● PROVIDED INFORMATION
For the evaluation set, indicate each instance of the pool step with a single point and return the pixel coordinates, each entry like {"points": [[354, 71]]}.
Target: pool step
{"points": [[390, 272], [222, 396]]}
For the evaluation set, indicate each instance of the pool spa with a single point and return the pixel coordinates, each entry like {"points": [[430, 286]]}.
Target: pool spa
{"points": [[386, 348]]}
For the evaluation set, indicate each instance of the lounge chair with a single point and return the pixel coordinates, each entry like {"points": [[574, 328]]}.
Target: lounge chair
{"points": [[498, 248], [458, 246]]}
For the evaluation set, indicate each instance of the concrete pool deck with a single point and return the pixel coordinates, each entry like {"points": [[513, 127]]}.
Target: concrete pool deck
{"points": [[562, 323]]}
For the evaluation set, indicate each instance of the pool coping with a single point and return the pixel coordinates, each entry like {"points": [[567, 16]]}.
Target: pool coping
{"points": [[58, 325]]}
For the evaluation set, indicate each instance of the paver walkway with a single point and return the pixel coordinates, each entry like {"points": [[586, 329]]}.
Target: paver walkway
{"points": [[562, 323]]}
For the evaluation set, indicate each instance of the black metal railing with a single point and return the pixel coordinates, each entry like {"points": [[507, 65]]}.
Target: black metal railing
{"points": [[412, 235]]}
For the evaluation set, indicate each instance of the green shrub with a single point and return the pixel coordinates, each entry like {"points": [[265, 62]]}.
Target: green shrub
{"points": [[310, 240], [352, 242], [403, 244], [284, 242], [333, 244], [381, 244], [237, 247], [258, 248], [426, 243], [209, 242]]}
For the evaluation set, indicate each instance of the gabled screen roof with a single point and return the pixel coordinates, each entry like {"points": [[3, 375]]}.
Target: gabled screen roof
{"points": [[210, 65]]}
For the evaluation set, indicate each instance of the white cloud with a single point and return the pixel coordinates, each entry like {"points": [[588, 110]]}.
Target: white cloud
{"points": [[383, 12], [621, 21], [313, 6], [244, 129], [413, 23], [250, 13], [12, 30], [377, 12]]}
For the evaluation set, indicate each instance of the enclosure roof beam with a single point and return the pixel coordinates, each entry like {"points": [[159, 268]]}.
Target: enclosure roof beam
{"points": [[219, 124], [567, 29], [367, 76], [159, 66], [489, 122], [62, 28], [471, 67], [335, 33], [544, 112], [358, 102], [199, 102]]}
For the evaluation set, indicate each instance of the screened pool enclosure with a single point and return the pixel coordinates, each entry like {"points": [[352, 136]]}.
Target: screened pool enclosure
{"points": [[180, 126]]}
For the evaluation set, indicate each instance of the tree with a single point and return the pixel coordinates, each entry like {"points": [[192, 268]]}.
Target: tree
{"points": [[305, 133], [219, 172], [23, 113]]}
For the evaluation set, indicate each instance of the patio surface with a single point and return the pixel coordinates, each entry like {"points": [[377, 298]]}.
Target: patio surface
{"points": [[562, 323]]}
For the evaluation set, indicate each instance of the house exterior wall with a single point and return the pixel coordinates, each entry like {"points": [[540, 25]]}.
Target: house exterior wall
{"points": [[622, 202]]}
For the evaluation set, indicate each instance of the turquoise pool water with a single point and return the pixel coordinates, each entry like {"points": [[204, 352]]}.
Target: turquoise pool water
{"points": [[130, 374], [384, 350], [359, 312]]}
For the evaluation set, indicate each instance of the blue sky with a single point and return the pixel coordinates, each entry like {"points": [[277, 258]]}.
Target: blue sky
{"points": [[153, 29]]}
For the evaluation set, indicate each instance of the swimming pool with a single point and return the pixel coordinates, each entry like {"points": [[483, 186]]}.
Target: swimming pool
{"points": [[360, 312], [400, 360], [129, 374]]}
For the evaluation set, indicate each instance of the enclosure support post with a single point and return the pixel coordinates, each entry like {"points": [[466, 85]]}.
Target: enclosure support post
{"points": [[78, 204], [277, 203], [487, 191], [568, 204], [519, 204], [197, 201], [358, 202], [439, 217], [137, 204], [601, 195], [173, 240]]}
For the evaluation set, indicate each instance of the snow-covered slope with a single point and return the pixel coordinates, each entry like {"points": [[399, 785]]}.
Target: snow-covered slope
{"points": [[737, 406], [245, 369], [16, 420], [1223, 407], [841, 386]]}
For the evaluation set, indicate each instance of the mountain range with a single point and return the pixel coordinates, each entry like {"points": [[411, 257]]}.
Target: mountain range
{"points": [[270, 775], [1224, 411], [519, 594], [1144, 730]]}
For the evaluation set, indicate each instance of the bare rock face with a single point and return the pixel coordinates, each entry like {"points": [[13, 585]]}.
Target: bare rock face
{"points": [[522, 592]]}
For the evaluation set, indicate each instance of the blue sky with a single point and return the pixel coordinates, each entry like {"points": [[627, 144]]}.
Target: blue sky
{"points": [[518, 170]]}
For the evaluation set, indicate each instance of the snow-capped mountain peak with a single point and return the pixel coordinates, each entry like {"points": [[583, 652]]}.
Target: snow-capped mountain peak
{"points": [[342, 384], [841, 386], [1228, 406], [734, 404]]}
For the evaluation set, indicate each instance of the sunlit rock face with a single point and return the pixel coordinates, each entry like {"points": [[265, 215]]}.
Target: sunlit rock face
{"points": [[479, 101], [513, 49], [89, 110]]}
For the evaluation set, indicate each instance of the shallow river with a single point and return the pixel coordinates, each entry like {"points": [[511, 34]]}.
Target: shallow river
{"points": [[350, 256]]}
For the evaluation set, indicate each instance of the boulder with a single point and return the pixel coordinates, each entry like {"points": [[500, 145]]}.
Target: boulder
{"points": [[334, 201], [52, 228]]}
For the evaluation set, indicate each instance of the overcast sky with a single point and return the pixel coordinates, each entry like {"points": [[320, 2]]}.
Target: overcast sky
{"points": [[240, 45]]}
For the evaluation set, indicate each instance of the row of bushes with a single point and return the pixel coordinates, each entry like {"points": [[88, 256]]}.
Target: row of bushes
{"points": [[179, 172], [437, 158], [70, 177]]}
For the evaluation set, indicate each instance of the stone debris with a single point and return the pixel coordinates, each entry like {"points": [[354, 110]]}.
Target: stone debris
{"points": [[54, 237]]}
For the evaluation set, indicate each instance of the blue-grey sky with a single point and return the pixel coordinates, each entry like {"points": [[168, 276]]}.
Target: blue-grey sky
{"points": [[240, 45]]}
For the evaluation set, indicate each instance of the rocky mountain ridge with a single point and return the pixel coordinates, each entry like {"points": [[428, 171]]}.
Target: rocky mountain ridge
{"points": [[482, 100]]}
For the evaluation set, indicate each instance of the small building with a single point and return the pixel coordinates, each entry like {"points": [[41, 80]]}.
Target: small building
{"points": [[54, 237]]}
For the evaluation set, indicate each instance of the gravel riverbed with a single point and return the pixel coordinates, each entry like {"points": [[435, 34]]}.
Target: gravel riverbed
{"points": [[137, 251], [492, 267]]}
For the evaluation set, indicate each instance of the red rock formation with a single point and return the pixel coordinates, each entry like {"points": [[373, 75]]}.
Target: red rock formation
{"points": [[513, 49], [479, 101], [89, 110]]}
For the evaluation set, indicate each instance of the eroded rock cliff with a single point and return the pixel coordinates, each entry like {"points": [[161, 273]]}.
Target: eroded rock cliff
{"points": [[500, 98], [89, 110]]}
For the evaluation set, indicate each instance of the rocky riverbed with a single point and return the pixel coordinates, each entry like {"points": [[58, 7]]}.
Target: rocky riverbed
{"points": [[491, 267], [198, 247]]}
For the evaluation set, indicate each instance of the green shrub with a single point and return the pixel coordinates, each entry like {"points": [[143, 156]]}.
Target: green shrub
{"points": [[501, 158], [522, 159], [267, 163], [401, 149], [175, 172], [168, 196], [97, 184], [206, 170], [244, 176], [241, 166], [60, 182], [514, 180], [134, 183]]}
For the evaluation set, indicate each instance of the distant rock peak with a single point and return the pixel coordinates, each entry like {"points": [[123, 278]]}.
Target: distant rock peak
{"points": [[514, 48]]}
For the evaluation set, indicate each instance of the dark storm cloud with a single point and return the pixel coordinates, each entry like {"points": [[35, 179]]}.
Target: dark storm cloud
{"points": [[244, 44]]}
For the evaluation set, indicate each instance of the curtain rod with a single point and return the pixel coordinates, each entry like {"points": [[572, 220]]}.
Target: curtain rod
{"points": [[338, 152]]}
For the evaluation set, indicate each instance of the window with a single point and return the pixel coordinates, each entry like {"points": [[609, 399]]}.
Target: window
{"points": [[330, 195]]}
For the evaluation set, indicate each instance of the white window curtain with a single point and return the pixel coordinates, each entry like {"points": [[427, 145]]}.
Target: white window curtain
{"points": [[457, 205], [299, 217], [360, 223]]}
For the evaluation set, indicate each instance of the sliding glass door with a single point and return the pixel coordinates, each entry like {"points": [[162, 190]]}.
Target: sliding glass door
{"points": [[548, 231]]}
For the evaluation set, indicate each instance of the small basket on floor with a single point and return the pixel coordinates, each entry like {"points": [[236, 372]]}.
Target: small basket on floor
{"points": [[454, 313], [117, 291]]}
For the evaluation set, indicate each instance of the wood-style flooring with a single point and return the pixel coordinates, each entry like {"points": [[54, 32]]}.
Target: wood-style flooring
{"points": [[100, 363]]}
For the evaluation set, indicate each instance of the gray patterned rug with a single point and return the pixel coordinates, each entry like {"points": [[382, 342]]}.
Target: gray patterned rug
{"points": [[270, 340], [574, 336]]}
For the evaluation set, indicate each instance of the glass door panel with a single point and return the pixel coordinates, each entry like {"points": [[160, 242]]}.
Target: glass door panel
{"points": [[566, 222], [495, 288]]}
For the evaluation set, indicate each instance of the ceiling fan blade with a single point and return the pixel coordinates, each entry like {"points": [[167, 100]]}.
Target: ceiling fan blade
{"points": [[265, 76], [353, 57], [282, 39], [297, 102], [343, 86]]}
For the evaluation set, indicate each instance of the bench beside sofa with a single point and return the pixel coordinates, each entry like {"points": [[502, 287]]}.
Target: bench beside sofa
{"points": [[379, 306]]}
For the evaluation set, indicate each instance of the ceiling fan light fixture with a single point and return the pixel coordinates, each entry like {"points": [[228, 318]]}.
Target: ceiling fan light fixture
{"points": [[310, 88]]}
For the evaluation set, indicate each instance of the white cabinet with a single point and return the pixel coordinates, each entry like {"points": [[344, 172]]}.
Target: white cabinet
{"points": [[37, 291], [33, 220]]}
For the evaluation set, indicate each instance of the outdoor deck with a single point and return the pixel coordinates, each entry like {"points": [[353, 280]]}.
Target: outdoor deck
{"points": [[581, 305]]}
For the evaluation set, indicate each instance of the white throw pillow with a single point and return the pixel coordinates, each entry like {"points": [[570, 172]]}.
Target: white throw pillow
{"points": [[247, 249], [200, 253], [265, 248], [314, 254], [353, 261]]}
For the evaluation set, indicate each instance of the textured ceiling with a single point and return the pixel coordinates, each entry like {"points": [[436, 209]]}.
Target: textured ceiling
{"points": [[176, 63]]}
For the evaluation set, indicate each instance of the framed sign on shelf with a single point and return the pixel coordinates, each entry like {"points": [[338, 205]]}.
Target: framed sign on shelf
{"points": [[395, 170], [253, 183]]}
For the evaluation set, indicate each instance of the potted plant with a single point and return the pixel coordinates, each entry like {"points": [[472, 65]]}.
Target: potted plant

● EXERCISE
Would you quote, exactly and only, the lines from the one containing "the white throw" to the end of the entries?

● WRITTEN ANSWER
For the evaluation set, indicate each instance of the white throw pillow with a single point and return the pixel coordinates, each entry like {"points": [[570, 172]]}.
Target: white throw pillow
{"points": [[247, 249], [200, 253], [265, 248], [314, 254], [353, 261]]}
For the evaluation set, indicate each instance of the textured ceiling with a single point and return the pixel coordinates, each entry like {"points": [[436, 209]]}.
Target: textured ceiling
{"points": [[176, 63]]}
For the evaluation set, indicate each instance of the framed sign on shelf with a single point and return the pixel coordinates, each entry like {"points": [[338, 205]]}.
Target: framed sign on shelf
{"points": [[395, 170], [253, 183]]}
For the evaluation set, indicate each instance of the potted plant with a single point and return the pixel coordinates, each entry like {"points": [[472, 65]]}.
Target: potted plant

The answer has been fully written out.